• Task statement:
The task calls for every line of the data to be repeated exactly.

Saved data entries

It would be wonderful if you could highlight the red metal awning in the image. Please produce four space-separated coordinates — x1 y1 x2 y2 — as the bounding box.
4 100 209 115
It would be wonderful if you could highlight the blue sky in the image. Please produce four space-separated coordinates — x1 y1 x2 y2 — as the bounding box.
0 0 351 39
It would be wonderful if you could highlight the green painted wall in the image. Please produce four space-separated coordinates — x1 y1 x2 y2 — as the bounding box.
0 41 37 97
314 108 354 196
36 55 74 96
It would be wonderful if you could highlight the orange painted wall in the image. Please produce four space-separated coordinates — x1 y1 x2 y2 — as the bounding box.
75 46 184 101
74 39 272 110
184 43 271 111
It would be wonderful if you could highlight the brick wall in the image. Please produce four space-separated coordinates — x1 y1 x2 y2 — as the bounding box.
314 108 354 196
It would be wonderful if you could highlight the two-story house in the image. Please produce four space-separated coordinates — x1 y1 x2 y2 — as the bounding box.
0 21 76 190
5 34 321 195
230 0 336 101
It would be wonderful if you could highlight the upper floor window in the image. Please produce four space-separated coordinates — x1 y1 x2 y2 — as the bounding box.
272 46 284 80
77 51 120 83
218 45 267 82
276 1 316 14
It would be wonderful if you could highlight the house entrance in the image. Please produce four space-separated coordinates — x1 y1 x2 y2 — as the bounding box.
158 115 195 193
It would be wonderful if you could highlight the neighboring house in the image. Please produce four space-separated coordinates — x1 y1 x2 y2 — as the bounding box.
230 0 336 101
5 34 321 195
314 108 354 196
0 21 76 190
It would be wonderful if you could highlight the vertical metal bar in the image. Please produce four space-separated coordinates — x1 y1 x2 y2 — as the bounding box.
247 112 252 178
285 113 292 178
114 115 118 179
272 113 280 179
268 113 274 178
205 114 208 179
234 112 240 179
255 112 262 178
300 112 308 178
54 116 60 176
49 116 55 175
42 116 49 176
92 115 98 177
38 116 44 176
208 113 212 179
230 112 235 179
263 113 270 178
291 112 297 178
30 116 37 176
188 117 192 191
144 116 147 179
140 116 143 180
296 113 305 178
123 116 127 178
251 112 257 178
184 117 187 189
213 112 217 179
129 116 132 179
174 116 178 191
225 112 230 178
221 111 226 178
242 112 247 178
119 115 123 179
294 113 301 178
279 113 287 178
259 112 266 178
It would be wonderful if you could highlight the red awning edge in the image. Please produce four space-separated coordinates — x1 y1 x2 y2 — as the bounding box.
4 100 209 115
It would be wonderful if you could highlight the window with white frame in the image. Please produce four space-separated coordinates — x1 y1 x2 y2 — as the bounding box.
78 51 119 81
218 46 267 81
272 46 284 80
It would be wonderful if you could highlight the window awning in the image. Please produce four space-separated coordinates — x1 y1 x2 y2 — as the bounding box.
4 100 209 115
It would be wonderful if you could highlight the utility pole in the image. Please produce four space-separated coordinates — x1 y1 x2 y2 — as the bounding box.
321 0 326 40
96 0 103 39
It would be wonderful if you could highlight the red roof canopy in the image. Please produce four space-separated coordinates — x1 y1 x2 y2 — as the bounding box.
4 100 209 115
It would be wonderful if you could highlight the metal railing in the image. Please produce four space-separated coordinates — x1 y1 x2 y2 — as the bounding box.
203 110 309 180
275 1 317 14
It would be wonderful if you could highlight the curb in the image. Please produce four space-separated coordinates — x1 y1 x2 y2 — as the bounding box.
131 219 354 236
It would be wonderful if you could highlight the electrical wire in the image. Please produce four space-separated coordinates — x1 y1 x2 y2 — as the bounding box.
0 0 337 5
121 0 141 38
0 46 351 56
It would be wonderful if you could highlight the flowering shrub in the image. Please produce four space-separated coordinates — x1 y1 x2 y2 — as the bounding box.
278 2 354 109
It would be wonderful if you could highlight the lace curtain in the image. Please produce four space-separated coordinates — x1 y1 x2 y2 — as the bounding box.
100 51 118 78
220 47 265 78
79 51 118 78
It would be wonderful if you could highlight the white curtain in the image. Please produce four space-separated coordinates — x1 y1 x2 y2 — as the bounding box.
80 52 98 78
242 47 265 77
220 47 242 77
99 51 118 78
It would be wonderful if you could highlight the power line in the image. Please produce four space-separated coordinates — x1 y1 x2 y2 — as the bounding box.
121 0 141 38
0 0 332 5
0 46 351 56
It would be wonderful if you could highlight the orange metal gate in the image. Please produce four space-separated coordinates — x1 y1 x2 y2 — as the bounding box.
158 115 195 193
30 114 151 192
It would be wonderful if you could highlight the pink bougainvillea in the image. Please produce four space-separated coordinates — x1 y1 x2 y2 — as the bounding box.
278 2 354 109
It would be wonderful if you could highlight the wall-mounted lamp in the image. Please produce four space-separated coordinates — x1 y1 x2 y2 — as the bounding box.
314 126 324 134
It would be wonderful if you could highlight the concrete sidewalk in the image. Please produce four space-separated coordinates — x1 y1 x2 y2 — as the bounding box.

• Answer to the exercise:
It would be wonderful if you could highlight the red metal awning in the image. Please produce four space-separated coordinates — x1 y1 x2 y2 — as the bounding box.
4 100 209 115
It would be wonderful if you could highlight the blue sky in the image. Please produce four space-separated coordinates — x1 y1 x2 y2 — as the bounding box.
0 0 351 39
It would be wonderful if you could highlight the green painted wall in the image. Please produce four space-separated coordinates — x1 y1 x2 y2 — as the bounding box.
0 41 37 97
314 108 354 196
36 55 74 96
It would be wonderful if you could highlight the orange painted wall in the image. Please produce four space-separated coordinates — x1 y1 x2 y2 — as the bounding box.
75 46 184 101
74 39 272 110
184 43 271 111
It would be wonderful if you could highlight the brick wall in the image. Please produce four space-separated coordinates — x1 y1 x2 y2 — as the bounding box.
314 108 354 196
It would be wonderful if you could highlight the two-story house in the image. Please produce four space-separated coordinates — x1 y1 x2 y2 — as the bounding box.
0 21 76 190
5 34 321 195
230 0 336 101
It would be wonderful if you could highlight the upper floor window in the image. Please produce four space-separated coordinates — x1 y1 x2 y2 — as the bounding box.
272 46 284 80
77 51 120 83
218 45 267 82
276 1 316 14
It would be wonderful if you could highlight the house entrance in the image. Please produce four space-separated coordinates — x1 y1 x2 y2 — as the bounding box.
158 115 195 193
It would be wonderful if you could highlight the neighboring house in the image. Please produce four space-separated coordinates — x1 y1 x2 y2 — as the bounding box.
230 0 336 101
5 34 321 195
314 108 354 196
0 21 76 190
It would be wonderful if you could highlight the vertical metal bar in the image. Please produce four space-separated coordinates — x1 y1 x2 y2 — as the bounding box.
247 112 252 178
285 113 292 178
114 115 118 179
272 113 280 179
268 113 274 178
205 114 208 179
234 112 240 179
255 112 262 178
300 112 308 178
54 116 60 176
49 116 55 175
42 116 49 176
92 115 98 177
38 116 44 176
208 113 212 179
230 112 235 179
263 113 270 178
291 112 297 178
30 116 37 176
188 117 192 191
144 116 147 179
140 116 143 180
296 113 305 178
123 116 127 178
251 112 257 178
184 117 187 189
213 112 217 179
129 116 132 179
174 116 178 191
225 112 230 178
221 111 226 178
242 112 247 178
119 115 123 179
294 113 301 178
279 113 287 178
259 112 266 178
It would be wonderful if you could highlight the red awning edge in the image. Please produce four space-separated coordinates — x1 y1 x2 y2 — as the bounding box.
4 100 209 115
It would be wonderful if you could highlight the window with white frame in the image. Please produce four space-separated coordinates — x1 y1 x2 y2 — as the bounding box.
78 51 119 81
218 46 267 81
272 46 284 80
It would be wonderful if you could highlight the window awning in the image. Please produce four space-separated coordinates — x1 y1 x2 y2 — as the bounding box.
4 100 209 115
It would be wonderful if you could highlight the utility pole in the image. Please produce four space-separated coordinates — x1 y1 x2 y2 — as the bounding box.
321 0 326 40
96 0 103 39
It would be wonderful if you could highlight the red roof canopy in the image. Please produce four space-separated coordinates — x1 y1 x2 y2 — as the bounding box.
4 100 209 115
It would be wonderful if you could highlight the metal railing in the image. Please produce four space-separated coordinates — x1 y1 x2 y2 — as the bounding box.
203 110 309 180
275 1 317 14
It would be wonderful if you could highlight the curb in the image. Please produce four space-separated coordinates — x1 y1 x2 y2 — as the bounding box.
131 219 354 236
It would be wonderful if you could highlight the electrical wire in the image. Please produce four space-separated coordinates — x1 y1 x2 y2 — as the bounding box.
0 0 337 5
121 0 141 38
0 46 351 56
It would be wonderful if you could highlight the flowering shrub in the image. Please produce four space-separated coordinates — x1 y1 x2 y2 — as the bounding box.
278 2 354 109
It would be wonderful if you could highlight the lace curtain in the image. Please produce four space-separated coordinates — x1 y1 x2 y2 — as the bounding box.
100 51 118 78
220 47 265 78
79 51 118 78
It would be wonderful if you could highlight the white curtain in the image. Please produce four space-separated coordinates — x1 y1 x2 y2 — as the bounding box.
80 52 98 78
242 47 265 77
220 47 242 77
99 51 118 78
It would be wonderful if you could highlight the power line in the image. Please produce four space-separated coordinates — x1 y1 x2 y2 — as the bounding box.
121 0 141 38
0 0 332 5
0 46 351 56
It would be wonderful if you could highlight the orange metal gate in the image. Please produce four space-separated coordinates — x1 y1 x2 y2 — as the bounding box.
158 115 195 193
30 114 151 192
It would be wonderful if you could highlight the pink bougainvillea in the image. Please produce four space-separated coordinates — x1 y1 x2 y2 — as the bounding box.
278 2 354 109
It would be wonderful if you could highlight the wall-mounted lamp in the image. Please produce four space-separated coordinates — x1 y1 x2 y2 — as the bounding box.
314 126 324 134
It would be wonderful if you could highlight the concrete sidewalk in the image. Please produce four space-separated coordinates — x1 y1 x2 y2 — as the bounding box.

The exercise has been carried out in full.